Nous avons fait le choix d'une loi de programmation du ministère de l'intérieur en considérant que les enjeux qui sont devant nous et devant le peuple français le justifiaient, comme pour nos amis militaires. Nous avons retenu une échelle assez longue, cinq ans, ce qui est sans précédent dans les annales du ministère. Il a pu y avoir dans le passé des lois d'orientation et de programmation de la sécurité intérieure (Lopsi), mais il n'y a jamais eu de Lopmi, c'est-à-dire de loi de programmation pour l'ensemble du ministère de l'intérieur.
Certes, de telles lois ont permis de faire évoluer la sécurité intérieure. La loi du 29 août 2002 d'orientation et de programmation pour la sécurité intérieure, adoptée alors que Nicolas Sarkozy était ministre de l'intérieur, a introduit l'image et la vidéosurveillance, et la loi du 14 mars 2011 d'orientation et de programmation pour la performance de la sécurité intérieure (Loppsi), votée lorsque le même était Président de la République, a prévu une réorganisation de la sécurité publique dans le cadre de la révision générale des politiques publiques (RGPP).
Mais le ministère de l'intérieur n'a jamais connu sur cinq ans de programmation budgétaire importante lui permettant non pas de répondre ici et maintenant aux problèmes qui concernent tout un chacun, et le ministère de l'intérieur en premier lieu – je pense à la délinquance au coin de la rue, aux difficultés pour résorber les points de vente de stupéfiants ou encore à la question de l'accueil dans les commissariats, etc. –, mais bien de réfléchir à demain, c'est-à-dire aux crises de demain.
Mesdames, messieurs les sénateurs, le présent projet de loi vise à répondre à cinq crises, en élaborant des stratégies et en mobilisant des moyens budgétaires.
La première de ces crises, toujours persistante, est la crise terroriste.
Je veux le redire ici, devant la Haute Assemblée, la menace terroriste est extrêmement prégnante sur le territoire national et dans le monde, en particulier le monde occidental. Je ne reviendrai pas sur les causes – elles sont nombreuses – de la menace terroriste en France. Mais un constat s'impose : si nous avons déjoué plus de trente-neuf attentats depuis l'élection du Président de la République, les informations qui nous parviennent, les analyses de ce qui se passe dans d'autres pays et les travaux de prospective qu'un grand ministère comme celui de l'intérieur doit mener révèlent que cette menace est d'autant plus prégnante qu'elle se modernise et se "technologise".
+++++
● Consignes
1 > Recopiez le passage du discours compris entre « Mesdames, messieurs les » et « la crise terroriste. », bornes incluses, en remplaçant « cinq crises » par « cinq défis ».
2 > Rédigez la suite du discours sur la programmation du ministère de l'intérieur, en partant de sa dernière phrase.

● Lignes fournies
+++++
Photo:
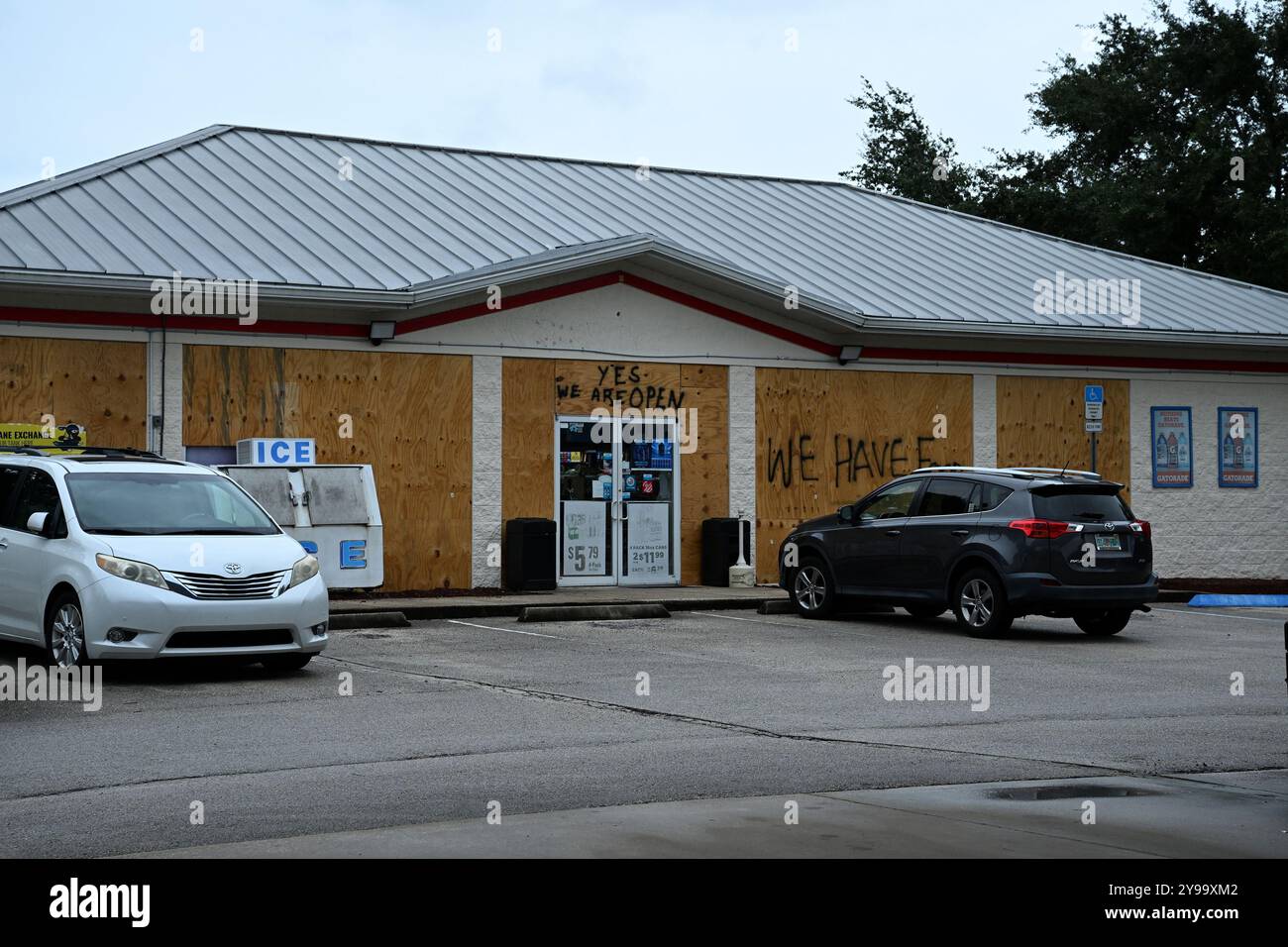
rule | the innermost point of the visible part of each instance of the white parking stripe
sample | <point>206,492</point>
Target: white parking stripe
<point>1212,615</point>
<point>763,621</point>
<point>507,630</point>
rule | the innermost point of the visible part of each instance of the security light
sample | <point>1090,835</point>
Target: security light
<point>381,331</point>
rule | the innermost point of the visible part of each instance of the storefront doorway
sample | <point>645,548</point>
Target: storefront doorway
<point>617,501</point>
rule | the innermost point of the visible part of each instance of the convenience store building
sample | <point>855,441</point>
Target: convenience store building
<point>472,324</point>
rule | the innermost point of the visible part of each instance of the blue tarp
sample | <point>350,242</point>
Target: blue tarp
<point>1239,602</point>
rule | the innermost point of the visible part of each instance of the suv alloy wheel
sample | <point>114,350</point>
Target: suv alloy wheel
<point>979,604</point>
<point>811,590</point>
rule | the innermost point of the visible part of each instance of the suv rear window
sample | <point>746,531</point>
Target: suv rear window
<point>945,497</point>
<point>1078,506</point>
<point>990,496</point>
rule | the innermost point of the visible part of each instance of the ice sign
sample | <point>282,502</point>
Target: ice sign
<point>277,451</point>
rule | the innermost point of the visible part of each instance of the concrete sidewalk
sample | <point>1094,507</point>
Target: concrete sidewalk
<point>675,598</point>
<point>1202,815</point>
<point>510,604</point>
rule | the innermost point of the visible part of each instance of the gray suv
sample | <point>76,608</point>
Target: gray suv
<point>991,544</point>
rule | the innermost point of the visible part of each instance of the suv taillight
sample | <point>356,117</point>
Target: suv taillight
<point>1039,528</point>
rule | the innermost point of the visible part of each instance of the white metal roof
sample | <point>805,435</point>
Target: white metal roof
<point>274,206</point>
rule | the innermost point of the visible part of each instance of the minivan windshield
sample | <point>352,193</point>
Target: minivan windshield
<point>165,504</point>
<point>1078,506</point>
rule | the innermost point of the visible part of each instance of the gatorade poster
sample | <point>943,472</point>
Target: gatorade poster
<point>1236,442</point>
<point>1171,445</point>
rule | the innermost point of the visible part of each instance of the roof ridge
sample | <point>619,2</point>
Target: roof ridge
<point>739,175</point>
<point>78,175</point>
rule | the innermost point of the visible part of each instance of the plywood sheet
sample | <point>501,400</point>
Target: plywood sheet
<point>527,433</point>
<point>99,384</point>
<point>824,438</point>
<point>1039,423</point>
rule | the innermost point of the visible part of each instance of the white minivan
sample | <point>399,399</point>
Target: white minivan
<point>125,554</point>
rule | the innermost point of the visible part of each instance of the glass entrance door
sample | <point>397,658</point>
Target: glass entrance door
<point>617,501</point>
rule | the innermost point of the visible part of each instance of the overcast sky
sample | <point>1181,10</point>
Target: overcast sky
<point>711,86</point>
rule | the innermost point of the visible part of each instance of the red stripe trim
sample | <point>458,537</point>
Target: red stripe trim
<point>518,300</point>
<point>1048,359</point>
<point>120,320</point>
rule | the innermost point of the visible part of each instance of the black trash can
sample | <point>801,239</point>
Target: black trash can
<point>720,548</point>
<point>529,554</point>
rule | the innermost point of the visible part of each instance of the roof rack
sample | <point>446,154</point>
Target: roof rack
<point>85,453</point>
<point>962,468</point>
<point>123,451</point>
<point>1059,472</point>
<point>1025,472</point>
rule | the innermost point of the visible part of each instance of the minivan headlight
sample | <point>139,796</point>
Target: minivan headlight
<point>130,570</point>
<point>303,571</point>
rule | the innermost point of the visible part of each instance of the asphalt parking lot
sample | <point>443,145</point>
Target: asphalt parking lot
<point>451,720</point>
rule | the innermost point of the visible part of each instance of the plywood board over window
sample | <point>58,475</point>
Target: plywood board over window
<point>1041,423</point>
<point>824,438</point>
<point>99,384</point>
<point>408,415</point>
<point>703,460</point>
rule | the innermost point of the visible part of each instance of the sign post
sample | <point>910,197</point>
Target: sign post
<point>1094,414</point>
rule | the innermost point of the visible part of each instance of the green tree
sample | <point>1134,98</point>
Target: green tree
<point>1170,144</point>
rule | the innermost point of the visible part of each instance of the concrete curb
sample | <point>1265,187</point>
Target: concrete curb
<point>653,609</point>
<point>344,621</point>
<point>501,608</point>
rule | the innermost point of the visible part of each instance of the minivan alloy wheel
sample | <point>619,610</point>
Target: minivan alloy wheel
<point>810,586</point>
<point>977,602</point>
<point>67,638</point>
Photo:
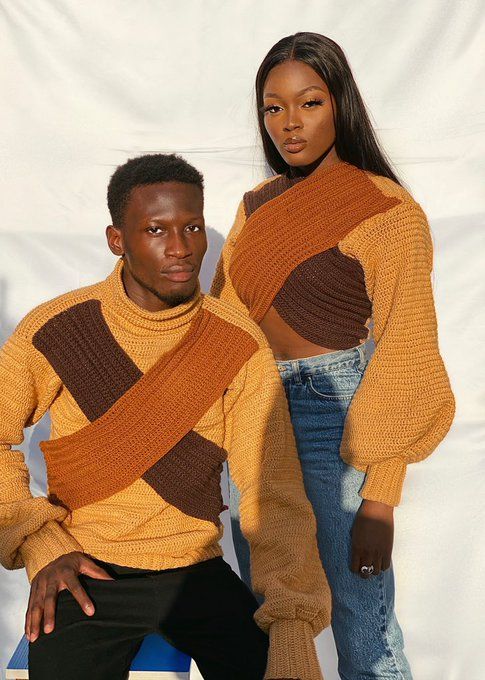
+++++
● Réponses attendues
1 >
Mesdames, messieurs les sénateurs, le présent projet de loi vise à répondre à cinq défis, en élaborant des stratégies et en mobilisant des moyens budgétaires.
La première de ces crises, toujours persistante, est la crise terroriste.

2 >
Au risque de vous paraître farfelu, je vous indique que les attentats de demain ne seront peut-être pas simplement commis avec une arme dans une salle de spectacle ou avec un couteau devant une boulangerie. Un drone, chargé d'explosifs, pourrait foncer sur une foule et créer ainsi, comme sur les théâtres d'opérations extérieures, la même terreur que d'autres armes considérées comme plus traditionnelles. Or le travail du ministère de l'intérieur est de prévoir l'acte terroriste de demain.
C'est pourquoi la loi de programmation doit apporter des moyens importants pour faciliter l'intervention des forces de police et, plus généralement, de l'État, dont les réseaux radio, par exemple, sont éculés.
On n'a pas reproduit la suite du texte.